-------- Record extracts --------

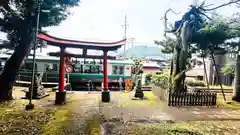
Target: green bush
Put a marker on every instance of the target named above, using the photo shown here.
(195, 83)
(161, 80)
(148, 78)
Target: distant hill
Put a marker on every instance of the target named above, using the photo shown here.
(144, 51)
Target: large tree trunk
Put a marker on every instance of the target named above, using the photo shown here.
(13, 64)
(236, 92)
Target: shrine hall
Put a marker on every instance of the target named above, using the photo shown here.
(84, 45)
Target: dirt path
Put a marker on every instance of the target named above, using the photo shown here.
(85, 114)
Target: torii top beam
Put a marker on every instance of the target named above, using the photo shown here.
(59, 42)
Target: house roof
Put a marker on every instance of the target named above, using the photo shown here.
(144, 51)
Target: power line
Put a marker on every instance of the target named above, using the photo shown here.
(125, 25)
(131, 40)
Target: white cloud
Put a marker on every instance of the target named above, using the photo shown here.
(101, 20)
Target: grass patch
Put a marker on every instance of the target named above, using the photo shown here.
(151, 100)
(230, 104)
(184, 128)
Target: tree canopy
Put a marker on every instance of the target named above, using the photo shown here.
(19, 14)
(18, 18)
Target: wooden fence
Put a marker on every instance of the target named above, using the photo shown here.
(203, 98)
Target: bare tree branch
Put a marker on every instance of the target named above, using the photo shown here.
(165, 19)
(2, 22)
(225, 4)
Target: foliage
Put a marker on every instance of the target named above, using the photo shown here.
(161, 80)
(18, 19)
(195, 83)
(148, 78)
(228, 69)
(17, 15)
(168, 45)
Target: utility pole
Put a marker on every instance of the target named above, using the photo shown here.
(132, 41)
(125, 25)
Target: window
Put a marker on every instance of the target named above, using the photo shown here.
(121, 70)
(87, 68)
(77, 68)
(95, 69)
(51, 67)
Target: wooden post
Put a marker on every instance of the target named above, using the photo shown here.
(61, 93)
(105, 72)
(105, 92)
(61, 71)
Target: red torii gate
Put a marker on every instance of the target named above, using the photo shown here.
(64, 43)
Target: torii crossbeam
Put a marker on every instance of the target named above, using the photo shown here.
(64, 43)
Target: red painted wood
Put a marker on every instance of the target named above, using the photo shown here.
(105, 72)
(81, 56)
(61, 71)
(79, 43)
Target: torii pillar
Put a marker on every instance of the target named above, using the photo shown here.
(105, 91)
(61, 93)
(63, 43)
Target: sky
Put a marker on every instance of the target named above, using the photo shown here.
(102, 20)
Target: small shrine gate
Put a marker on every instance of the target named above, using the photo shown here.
(65, 43)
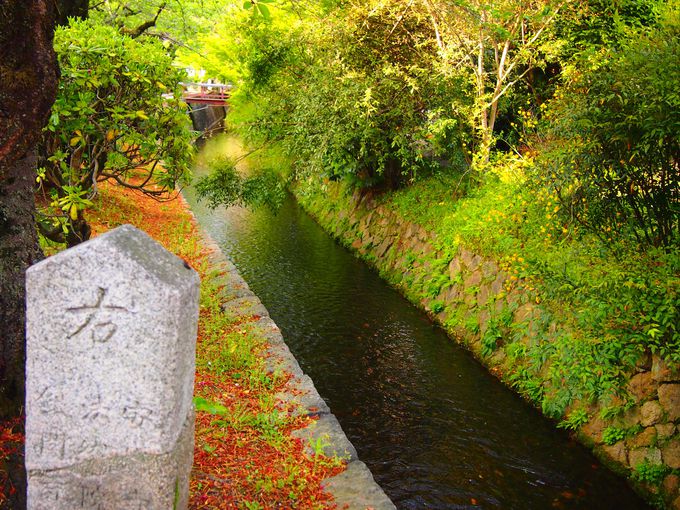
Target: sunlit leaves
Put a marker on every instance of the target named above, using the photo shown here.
(111, 118)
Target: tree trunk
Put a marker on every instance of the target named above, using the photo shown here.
(28, 84)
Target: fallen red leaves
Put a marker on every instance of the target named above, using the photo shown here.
(244, 457)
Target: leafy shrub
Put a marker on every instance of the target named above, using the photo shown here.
(225, 186)
(612, 435)
(650, 473)
(613, 147)
(117, 115)
(575, 420)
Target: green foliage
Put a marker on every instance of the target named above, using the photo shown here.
(225, 186)
(653, 474)
(575, 420)
(612, 435)
(613, 141)
(112, 121)
(354, 95)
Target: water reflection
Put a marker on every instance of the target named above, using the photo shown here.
(435, 428)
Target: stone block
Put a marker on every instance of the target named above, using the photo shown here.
(594, 429)
(642, 386)
(355, 489)
(131, 482)
(327, 429)
(665, 430)
(111, 340)
(483, 295)
(645, 438)
(454, 268)
(671, 454)
(651, 413)
(669, 397)
(671, 484)
(474, 279)
(640, 455)
(617, 452)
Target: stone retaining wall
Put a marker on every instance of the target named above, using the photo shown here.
(354, 488)
(473, 294)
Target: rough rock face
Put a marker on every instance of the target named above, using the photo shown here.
(354, 488)
(474, 292)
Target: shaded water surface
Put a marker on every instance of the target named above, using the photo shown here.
(434, 427)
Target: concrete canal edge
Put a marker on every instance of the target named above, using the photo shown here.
(354, 488)
(479, 296)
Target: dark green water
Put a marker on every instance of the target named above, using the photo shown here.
(435, 428)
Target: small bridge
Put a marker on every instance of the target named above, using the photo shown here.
(213, 94)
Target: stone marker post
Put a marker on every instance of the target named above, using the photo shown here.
(111, 337)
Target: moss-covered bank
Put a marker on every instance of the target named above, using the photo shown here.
(626, 407)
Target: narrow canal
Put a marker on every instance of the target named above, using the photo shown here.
(435, 428)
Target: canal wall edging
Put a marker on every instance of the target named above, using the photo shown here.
(481, 307)
(354, 488)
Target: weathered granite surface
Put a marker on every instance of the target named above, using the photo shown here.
(355, 488)
(474, 293)
(111, 340)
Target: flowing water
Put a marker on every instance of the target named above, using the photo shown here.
(435, 428)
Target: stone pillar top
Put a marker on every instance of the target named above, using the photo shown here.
(111, 329)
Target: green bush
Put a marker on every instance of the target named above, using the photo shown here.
(613, 145)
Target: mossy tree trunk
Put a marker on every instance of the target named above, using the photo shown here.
(28, 83)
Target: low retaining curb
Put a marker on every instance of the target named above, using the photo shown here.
(354, 488)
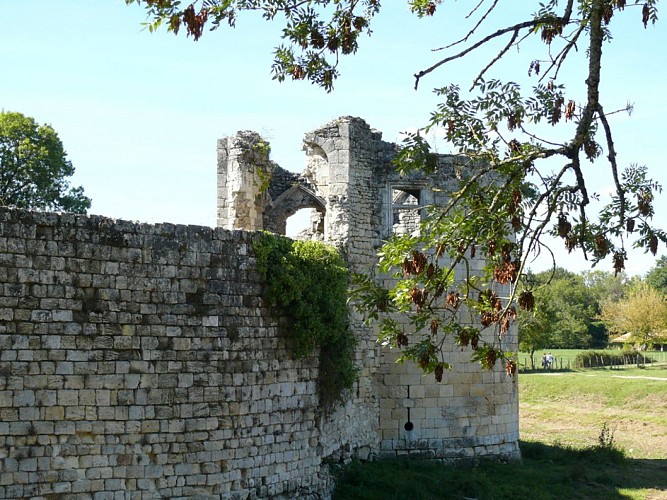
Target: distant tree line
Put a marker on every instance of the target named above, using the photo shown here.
(587, 310)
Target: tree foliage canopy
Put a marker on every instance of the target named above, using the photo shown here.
(34, 167)
(642, 314)
(526, 180)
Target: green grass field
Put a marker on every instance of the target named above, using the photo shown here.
(563, 415)
(565, 358)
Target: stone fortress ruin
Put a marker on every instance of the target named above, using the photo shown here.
(140, 361)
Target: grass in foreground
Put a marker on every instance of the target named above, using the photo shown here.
(547, 472)
(565, 453)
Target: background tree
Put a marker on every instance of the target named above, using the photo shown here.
(34, 167)
(657, 276)
(643, 314)
(565, 314)
(519, 181)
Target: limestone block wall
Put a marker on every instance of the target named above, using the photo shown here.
(472, 412)
(139, 361)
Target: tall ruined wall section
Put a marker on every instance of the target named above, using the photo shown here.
(472, 412)
(139, 358)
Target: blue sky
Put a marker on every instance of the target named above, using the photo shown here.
(139, 113)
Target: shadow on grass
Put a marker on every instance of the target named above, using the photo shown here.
(547, 472)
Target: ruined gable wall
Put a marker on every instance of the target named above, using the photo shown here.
(140, 358)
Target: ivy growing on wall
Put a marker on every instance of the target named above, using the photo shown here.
(308, 281)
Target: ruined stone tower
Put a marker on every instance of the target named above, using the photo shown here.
(357, 200)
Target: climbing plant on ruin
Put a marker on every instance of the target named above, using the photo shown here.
(530, 150)
(307, 281)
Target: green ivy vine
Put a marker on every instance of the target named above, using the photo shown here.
(308, 282)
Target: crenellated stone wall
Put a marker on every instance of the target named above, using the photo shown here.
(139, 360)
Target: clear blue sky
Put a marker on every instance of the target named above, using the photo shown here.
(139, 113)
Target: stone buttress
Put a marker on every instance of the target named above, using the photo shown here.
(358, 199)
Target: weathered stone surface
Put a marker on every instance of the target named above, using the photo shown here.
(140, 360)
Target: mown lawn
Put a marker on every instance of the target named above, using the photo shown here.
(564, 359)
(562, 420)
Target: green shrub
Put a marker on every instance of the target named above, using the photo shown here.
(308, 282)
(594, 359)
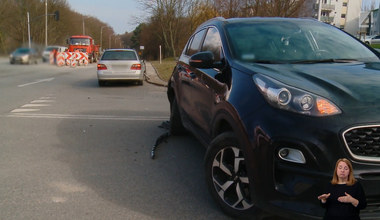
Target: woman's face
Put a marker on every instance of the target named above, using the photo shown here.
(343, 170)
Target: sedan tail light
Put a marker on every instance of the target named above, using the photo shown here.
(102, 67)
(136, 67)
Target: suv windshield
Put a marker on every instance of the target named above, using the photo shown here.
(295, 41)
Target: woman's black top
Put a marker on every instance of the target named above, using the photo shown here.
(338, 210)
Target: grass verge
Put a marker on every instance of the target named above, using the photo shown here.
(165, 68)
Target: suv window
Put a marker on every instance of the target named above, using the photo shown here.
(213, 43)
(196, 43)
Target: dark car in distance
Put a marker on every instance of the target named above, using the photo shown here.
(276, 102)
(24, 56)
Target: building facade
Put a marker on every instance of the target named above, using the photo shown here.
(343, 14)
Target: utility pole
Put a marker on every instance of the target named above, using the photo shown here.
(45, 23)
(319, 10)
(27, 14)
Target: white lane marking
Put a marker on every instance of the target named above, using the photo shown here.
(34, 105)
(24, 110)
(95, 117)
(42, 101)
(38, 81)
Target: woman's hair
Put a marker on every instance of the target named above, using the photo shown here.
(351, 179)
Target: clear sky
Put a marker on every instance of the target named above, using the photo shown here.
(121, 15)
(369, 2)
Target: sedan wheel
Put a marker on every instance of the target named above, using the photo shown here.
(227, 178)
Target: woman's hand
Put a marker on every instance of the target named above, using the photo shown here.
(348, 199)
(323, 197)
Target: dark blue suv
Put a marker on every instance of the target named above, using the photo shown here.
(276, 102)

--------

Exercise brief: Reproduce only those lines of the entries above that run from the line with "Target: dark car in distance" to the final line.

Final answer:
Target: dark car in distance
Put a marker on every instance of the target named above, using the photo shown here.
(276, 102)
(24, 56)
Target: building facade
Put a marker on every instance of the target named above, using the photo shown here.
(343, 14)
Target: utility pole
Put a marker on every instance of the target named above, using the photo shown here.
(45, 23)
(319, 10)
(27, 14)
Target: white lane marking
Put a marker on every instance of the target named above, using the photo shown here.
(34, 105)
(24, 110)
(95, 117)
(42, 101)
(38, 81)
Target: woman's hair
Put a marker on every instance of the target named above, using the photo shown here.
(351, 179)
Target: clear sky
Put a marker on every instance of the target named above, using the photo shown here.
(121, 15)
(369, 2)
Target: sedan wheel
Put a marker on every instance of the target named above, using the photo shown here.
(227, 178)
Target: woman's hand
Put a marker on every instance of the target named above, using the photo shown here.
(348, 199)
(323, 197)
Target: dark blue suv
Put a marker on every instance of the target named above, using the photo shown here.
(276, 102)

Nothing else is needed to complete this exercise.